Extracted text –
Regardless of whether the oxidation reaction is performed heterogeneously in the presence of a solid catalyst or homogeneously, the oxidation step converts thiophenes originally present in the liquid hydrocarbon to sulfones. For example, dibenzothiophene is readily oxidized to dibenzothiophene sulfone. Other types of organic sulfur-containing compounds, including branched alkyl sulfides, are oxidized to sulfoxides and sulfones. It is the oxidized form of the organic sulfur species that are amenable to decomposition according to the second step of the method of the present invention.

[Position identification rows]
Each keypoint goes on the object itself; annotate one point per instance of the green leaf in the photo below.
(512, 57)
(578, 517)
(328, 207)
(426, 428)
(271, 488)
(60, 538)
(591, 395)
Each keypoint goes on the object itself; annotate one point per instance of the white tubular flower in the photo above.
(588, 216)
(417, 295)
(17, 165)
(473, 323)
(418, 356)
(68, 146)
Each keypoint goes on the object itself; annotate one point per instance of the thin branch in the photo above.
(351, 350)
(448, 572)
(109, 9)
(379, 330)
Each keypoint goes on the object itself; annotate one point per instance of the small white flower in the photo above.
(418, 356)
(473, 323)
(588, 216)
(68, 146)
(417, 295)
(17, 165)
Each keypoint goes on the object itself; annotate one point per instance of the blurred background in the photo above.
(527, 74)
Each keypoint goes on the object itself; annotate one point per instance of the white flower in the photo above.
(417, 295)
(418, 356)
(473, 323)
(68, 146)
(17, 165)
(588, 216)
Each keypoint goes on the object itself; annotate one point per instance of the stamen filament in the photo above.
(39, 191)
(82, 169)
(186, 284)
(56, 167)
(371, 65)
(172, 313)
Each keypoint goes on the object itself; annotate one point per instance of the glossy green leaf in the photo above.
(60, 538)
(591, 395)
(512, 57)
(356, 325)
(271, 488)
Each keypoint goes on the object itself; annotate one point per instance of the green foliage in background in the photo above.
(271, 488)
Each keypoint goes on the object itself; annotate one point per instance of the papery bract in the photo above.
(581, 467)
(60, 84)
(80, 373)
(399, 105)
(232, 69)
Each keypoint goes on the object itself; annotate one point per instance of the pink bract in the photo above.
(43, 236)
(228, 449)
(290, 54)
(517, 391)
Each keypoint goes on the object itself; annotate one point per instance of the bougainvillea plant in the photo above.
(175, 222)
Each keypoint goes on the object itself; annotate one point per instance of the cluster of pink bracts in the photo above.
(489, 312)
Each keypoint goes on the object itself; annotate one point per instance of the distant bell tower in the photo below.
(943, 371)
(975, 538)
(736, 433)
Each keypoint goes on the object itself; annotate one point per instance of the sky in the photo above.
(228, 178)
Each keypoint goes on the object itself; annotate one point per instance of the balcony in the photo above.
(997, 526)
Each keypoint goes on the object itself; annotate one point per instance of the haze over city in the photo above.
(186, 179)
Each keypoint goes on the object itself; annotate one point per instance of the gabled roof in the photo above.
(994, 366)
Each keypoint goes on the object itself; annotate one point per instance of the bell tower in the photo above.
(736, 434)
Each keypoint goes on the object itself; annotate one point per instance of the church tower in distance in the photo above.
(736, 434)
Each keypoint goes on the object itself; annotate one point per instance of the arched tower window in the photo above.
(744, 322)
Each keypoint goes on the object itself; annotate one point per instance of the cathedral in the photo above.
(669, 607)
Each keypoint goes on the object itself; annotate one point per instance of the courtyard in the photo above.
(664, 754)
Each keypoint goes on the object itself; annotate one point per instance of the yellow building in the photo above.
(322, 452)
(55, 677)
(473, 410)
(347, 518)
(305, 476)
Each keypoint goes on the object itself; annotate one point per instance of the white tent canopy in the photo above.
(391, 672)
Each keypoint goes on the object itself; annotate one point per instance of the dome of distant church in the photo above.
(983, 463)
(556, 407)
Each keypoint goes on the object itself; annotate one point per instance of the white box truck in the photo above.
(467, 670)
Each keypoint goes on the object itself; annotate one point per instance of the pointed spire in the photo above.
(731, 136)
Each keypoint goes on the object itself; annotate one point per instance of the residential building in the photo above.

Work to do –
Please resume the passage on oxidizing sulfur compounds in liquid hydrocarbons, starting after its last sentence.

Right answer –
After oxidation of at least a portion of the organic sulfur compounds in the liquid hydrocarbon feed, the second step of the present invention involves a catalytic decomposition of the oxidized organic sulfur species. As decomposition catalysts, both solid acids and bases have been found to be effective. The characterization of a particular catalyst formulation in terms of its acidic or basic properties is described in detail in Satterfield, Heterogeneous Catalysis in Practice, McGraw-Hill, pp. 151-153 (1980). Acidic catalysts effective for the decomposition step include amorphous aluminosilicates having various proportions of silica and alumina as well as crystalline acidic aluminosilicates such as ZSM-5 and mordenite. Both ZSM-5 and mordenite are described in terms of structure and properties in Zeolite Molecular Sieves by Donald W. Breck (John Wiley and Sons, 1974). Acidic catalysts effective for the decomposition of oxidized organic sulfur compounds also include metal oxides, such as alumina, and mixed metal oxides such as SiO2.ZrO.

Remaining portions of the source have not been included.